*** Record set ***

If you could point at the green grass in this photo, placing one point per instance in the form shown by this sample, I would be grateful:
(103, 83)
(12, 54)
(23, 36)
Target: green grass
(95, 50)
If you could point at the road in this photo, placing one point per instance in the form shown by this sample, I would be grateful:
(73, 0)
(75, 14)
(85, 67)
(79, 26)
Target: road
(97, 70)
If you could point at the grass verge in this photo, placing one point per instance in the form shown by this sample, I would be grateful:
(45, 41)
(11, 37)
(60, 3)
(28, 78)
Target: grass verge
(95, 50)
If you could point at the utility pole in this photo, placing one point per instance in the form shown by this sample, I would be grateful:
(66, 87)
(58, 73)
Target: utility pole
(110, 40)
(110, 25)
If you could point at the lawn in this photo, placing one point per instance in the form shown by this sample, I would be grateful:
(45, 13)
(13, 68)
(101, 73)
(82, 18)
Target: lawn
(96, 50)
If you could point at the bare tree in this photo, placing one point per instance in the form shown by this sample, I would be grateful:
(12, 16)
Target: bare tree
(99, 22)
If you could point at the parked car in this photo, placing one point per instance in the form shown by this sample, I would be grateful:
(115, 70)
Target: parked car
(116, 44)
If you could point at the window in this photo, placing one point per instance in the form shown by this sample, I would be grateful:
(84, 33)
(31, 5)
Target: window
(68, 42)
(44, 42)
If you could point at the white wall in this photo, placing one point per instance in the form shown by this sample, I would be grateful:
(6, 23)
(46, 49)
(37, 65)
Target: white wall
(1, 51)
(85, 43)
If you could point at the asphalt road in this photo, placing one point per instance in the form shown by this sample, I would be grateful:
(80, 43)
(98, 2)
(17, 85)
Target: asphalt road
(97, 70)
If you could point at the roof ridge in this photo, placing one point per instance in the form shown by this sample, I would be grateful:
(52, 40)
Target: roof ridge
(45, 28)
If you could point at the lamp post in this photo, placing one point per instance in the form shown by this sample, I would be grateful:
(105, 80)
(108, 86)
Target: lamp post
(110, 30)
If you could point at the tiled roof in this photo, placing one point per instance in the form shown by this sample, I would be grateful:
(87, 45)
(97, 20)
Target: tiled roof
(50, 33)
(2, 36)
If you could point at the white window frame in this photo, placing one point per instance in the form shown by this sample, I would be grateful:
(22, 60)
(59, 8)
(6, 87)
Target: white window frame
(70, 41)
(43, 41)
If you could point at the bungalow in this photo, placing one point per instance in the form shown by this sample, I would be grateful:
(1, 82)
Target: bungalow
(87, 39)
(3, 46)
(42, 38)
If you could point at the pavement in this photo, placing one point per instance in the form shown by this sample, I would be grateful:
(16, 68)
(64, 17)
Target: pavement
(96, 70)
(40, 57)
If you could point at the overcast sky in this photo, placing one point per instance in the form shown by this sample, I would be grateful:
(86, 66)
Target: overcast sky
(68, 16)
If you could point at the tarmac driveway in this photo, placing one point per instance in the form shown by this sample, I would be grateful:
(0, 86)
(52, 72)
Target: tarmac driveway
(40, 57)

*** End of Record set ***

## What is being asked
Every line from the line containing "Target: asphalt road" to the last line of the material above must be repeated exactly, and no other line.

## Exercise result
Target: asphalt road
(97, 70)
If you could point at the roof ridge in this photo, placing one point per instance in the form shown by this sample, I would be grateful:
(52, 40)
Target: roof ridge
(45, 28)
If you could point at the lamp post in this photo, placing one point per instance in the form shown by this sample, I would be grateful:
(105, 80)
(108, 86)
Target: lamp post
(110, 30)
If you could point at the tiled roof in this photo, placing one point per instance in the form shown by this sample, I would be grateful:
(87, 45)
(97, 20)
Target: tiled roof
(50, 33)
(2, 36)
If you could point at the white window frame in this photo, placing one point per instance in the form shown by this sample, I would be grateful:
(22, 60)
(59, 8)
(6, 87)
Target: white window frame
(70, 41)
(43, 41)
If you could point at the bungalow in this photo, placing one point per instance in the form shown by this sample, I would be grateful:
(1, 82)
Target: bungalow
(87, 39)
(3, 46)
(42, 38)
If you could point at the pavement in this photo, placing one point per instance in the form shown by this sample, I would be grateful:
(16, 68)
(64, 17)
Target: pavement
(96, 70)
(40, 57)
If you could point at the overcast sky in this photo, placing one point per instance in the form shown by this sample, I would be grateful:
(86, 66)
Target: overcast sky
(68, 16)
If you could point at the tarmac driveway in this photo, placing one point per instance in the form shown by this sample, I would be grateful:
(0, 86)
(52, 72)
Target: tarmac driveway
(40, 57)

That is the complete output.